───── Data extracts ─────
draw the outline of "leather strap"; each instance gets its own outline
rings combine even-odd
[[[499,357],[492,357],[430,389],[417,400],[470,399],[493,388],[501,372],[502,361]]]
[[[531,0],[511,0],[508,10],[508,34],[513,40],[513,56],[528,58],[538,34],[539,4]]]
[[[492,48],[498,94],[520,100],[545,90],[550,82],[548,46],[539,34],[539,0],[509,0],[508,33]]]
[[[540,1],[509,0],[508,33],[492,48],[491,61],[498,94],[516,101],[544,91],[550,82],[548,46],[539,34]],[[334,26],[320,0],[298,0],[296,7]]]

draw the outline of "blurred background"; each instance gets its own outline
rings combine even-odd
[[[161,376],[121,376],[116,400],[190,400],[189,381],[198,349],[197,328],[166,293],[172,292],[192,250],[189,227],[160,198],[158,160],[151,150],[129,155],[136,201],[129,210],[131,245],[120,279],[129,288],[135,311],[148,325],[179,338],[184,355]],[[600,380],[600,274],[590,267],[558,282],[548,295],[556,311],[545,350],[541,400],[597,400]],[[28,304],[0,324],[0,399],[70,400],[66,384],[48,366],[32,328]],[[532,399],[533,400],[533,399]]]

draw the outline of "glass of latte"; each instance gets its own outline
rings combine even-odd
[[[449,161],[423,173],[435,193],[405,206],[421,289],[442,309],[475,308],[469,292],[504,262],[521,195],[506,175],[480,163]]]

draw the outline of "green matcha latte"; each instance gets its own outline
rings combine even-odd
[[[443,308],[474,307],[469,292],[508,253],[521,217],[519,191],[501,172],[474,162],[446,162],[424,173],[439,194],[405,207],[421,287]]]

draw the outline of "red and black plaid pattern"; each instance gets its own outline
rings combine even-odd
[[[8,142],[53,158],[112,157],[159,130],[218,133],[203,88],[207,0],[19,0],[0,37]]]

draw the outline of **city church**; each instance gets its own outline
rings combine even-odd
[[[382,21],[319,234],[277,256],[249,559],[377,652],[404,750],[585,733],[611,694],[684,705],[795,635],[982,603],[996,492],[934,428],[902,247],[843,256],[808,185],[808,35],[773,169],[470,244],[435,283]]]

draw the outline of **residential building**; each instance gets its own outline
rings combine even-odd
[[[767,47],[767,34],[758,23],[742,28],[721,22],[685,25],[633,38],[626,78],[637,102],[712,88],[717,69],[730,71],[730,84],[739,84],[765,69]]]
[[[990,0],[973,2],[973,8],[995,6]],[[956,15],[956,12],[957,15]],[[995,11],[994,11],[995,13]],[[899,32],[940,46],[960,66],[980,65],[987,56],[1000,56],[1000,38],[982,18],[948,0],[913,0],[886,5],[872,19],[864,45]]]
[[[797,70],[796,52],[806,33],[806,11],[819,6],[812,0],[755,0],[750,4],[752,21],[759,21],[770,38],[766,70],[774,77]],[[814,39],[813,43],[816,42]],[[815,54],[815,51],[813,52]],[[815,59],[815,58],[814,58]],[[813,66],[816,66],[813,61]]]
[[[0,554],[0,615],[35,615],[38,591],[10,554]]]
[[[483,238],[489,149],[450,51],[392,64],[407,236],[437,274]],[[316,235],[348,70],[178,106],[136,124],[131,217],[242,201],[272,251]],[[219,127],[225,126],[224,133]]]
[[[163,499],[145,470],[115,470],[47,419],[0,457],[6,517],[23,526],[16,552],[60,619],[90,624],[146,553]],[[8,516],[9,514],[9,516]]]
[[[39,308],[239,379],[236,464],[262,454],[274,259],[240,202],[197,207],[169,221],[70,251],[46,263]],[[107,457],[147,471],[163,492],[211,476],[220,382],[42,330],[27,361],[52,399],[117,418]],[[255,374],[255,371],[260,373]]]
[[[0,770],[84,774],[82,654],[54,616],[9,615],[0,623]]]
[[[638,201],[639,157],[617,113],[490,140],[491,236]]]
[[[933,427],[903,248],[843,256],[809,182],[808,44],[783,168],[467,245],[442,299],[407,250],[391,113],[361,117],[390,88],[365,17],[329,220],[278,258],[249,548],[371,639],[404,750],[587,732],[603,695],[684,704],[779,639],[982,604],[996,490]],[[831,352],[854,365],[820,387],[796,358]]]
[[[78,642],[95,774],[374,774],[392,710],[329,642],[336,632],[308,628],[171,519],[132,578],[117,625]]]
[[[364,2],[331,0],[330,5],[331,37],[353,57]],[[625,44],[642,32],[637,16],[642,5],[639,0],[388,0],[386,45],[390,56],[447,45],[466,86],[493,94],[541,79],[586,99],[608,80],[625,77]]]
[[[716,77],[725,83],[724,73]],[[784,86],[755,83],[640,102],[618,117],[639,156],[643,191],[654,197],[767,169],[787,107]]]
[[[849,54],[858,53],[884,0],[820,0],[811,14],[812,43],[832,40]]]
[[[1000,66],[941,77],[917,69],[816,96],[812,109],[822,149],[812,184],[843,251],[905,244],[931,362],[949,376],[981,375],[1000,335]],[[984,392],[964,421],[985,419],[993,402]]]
─────
▶ Exercise objective:
Looking at the entries, count the lines where the word "latte" appears, and state the count by itself.

▶ Finished exercise:
2